→ TRAVAIL À FAIRE
[a] Traduisez en anglais cette phrase du texte source : « Dans le premier cycle, deux cours sur trois avaient ce caractère : c'était le dessin et l'histoire naturelle. »
[b] Répondez brièvement à ces questions d'après le texte source.
(i) Combien d'années prenait le cours complet d'études ?
(ii) Combien d'écoles nouvelles y avait-il alors ?
(iii) À quelle assemblée Fourcroy a-t-il adressé son rapport ?

→ TEXTE SOURCE
▼

Voyons maintenant en quoi consistait l'économie intérieure de cette organisation.

Ce qui la caractérise, c'est la place prépondérante qui y est faite aux disciplines relatives aux choses, à la nature. Dans le premier cycle, deux cours sur trois avaient ce caractère : c'était le dessin et l'histoire naturelle. Le second cycle tout entier était consacré aux mathématiques, à la physique et à la chimie expérimentales. Ainsi, sur les six années que prenait le cours complet d'études, il y en avait quatre pendant lesquelles l'attention des élèves était presque exclusivement tournée vers le dehors, vers le monde extérieur, vers les choses de la nature. C'est donc bien un renversement complet du système traditionnel, et Fourcroy, dans un rapport aux Cinq-Cents, pouvait justement opposer à ces Collèges d'autrefois, où l'on ressassait « pendant de longues années les éléments d'une langue morte », ces écoles nouvelles, alors au nombre de quatre-vingt-dix, où l'on appelait les jeunes gens « à des connaissances plus multipliées, à des études plus attrayantes. C'est le spectacle de la nature et de ses créations, c'est la mécanique du monde et la science variée des phénomènes qu'on offre à leur active imagination, à leur insatiable curiosité. On ne bornera plus leurs facultés intellectuelles à la seule étude des mots et des phrases ; ce sont des faits, ce sont des choses dont on nourrira leur esprit ».

▲

→ EXTRAITS DES LIGNES
▼

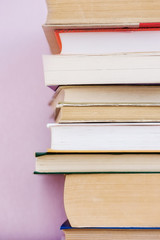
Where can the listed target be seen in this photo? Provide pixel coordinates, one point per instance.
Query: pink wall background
(31, 206)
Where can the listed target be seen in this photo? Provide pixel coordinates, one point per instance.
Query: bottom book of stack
(112, 206)
(72, 233)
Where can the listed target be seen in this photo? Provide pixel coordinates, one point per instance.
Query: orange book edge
(52, 32)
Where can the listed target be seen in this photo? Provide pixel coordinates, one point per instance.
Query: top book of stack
(95, 14)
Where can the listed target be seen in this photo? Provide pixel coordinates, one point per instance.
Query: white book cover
(105, 137)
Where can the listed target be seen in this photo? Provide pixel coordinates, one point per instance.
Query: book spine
(149, 25)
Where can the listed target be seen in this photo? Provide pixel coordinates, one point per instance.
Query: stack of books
(105, 135)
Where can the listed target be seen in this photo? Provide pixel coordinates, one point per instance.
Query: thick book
(92, 162)
(112, 200)
(124, 68)
(105, 137)
(98, 16)
(89, 113)
(106, 94)
(72, 233)
(111, 103)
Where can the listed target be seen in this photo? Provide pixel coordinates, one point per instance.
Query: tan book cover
(112, 200)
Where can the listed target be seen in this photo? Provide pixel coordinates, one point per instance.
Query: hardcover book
(124, 68)
(94, 15)
(72, 233)
(97, 162)
(113, 200)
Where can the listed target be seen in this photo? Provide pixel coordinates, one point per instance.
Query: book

▲

→ CORRIGÉ
[a] In the first cycle, two courses out of three had this character: they were drawing and natural history.

[b]
(i) Six années.
(ii) Quatre-vingt-dix.
(iii) Aux Cinq-Cents.